Assignment:
Extend the passage about the NICHD study of X-linked brittle bone disease, picking up after its last sentence.

Document extract:
------------------------------------------------
NICHD researchers, along with colleagues from Thailand and Switzerland, discovered a form of osteogenesis imperfecta, or brittle bone disease, resulting from a gene defect on the X chromosome. The finding adds another gene to a growing list known to cause the disease. The study results are expected to yield new insights that may one day lead to treatments for the rare, frequently debilitating disease. The study was published online recently in Nature Communications.
The NICHD members of the team were led by Joan C. Marini, M.D., Ph.D., Head of the Section on Heritable Disorders of Bone and Extracellular Matrix. Wayne A. Cabral, Ph.D., and Aileen Barnes, MS, were also NICHD members of the research team.
------------------------------------------------
Data extract:
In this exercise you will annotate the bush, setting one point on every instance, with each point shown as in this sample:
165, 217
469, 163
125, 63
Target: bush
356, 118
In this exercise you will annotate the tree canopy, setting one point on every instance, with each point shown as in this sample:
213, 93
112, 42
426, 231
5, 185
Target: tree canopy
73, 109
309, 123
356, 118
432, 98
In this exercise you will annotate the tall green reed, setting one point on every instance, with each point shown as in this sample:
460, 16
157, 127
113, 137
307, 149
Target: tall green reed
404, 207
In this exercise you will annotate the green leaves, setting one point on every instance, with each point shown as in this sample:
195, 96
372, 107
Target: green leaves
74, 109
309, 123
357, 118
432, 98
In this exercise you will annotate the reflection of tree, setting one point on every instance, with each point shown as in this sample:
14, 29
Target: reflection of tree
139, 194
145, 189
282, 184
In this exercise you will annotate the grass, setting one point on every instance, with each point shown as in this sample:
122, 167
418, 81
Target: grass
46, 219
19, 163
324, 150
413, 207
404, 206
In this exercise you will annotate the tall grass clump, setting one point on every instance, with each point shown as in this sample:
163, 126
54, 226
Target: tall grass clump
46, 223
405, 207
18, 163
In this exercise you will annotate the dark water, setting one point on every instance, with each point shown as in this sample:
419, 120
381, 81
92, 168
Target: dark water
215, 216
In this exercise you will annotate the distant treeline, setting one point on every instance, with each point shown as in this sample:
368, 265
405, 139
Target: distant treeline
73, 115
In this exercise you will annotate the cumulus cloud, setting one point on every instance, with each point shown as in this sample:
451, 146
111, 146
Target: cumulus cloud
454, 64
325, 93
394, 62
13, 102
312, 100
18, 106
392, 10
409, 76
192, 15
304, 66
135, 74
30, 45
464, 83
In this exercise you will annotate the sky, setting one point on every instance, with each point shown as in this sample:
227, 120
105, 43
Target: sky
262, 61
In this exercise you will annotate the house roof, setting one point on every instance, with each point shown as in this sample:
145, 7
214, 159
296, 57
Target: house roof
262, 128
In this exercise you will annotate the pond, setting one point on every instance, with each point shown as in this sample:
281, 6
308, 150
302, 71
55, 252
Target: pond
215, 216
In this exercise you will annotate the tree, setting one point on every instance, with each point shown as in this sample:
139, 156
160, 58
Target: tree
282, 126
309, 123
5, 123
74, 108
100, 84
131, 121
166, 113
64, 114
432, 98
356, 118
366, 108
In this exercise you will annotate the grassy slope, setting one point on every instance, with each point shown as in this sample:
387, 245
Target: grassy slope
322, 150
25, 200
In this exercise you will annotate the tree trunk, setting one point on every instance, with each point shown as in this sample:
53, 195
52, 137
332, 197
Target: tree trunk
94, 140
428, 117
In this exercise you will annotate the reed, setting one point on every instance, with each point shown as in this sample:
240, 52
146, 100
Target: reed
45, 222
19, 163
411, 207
------------------------------------------------
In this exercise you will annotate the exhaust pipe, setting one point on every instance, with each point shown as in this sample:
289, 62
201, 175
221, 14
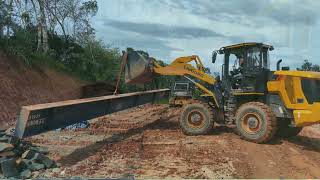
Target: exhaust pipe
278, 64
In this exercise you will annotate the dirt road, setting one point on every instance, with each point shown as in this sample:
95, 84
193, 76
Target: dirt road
------------------------------------------------
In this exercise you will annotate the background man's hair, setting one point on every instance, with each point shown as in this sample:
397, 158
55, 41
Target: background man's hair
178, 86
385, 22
------------------------------------------------
Result of the task:
Osteogenesis imperfecta (OI) is a rare genetic disorder affecting the protein collagen, which is found in bone, teeth, skin, and tendons. People with the disorder have bones that can break easily, often from a mild impact or for no apparent cause. The disorder results from mutations, or changes, in the genes that contain the information needed to make the collagen, known as COL1A1 and COL1A2. The disorder may also result from changes in genes that determine the shape and configuration of the collagen molecule. Depending on the gene involved, the disorder can range from mild to severe, and may even be fatal. In mild forms, bones may break only a few times in a person's life. People with severe forms of osteogenesis imperfecta may have hundreds of bone fractures in their lifetimes. Before the current study, all of the known forms of osteogenesis imperfecta were found to arise from genes on the autosomal, or non-sex, chromosomes. In the last decade, research conducted at the NICHD and elsewhere determined that defects in numerous recessive genes could result in OI. The current study identified the first gene on a sex chromosome that could cause OI and also provided information on how the genetic defect results in impaired bone formation.
The researchers found mutations in a gene known as MBTPS2 in 2 families and identified a total of 14 patients. Each family had a unique variant of the gene. Individuals with a mutation in the gene develop fractures of the limbs and ribs, bone before and after birth, a chest deformity, short stature, and curvature of the spine (scoliosis). Because males have only one X chromosome, only males were affected. Because females have two copies of the X chromosome, women and girls in the family who carry the mutation had one fully functioning copy of the gene and so were not affected. MBTPS2 contains information needed to make a protein called S2P (site-2-protease). The investigators found that mutant S2P undermines bone strength.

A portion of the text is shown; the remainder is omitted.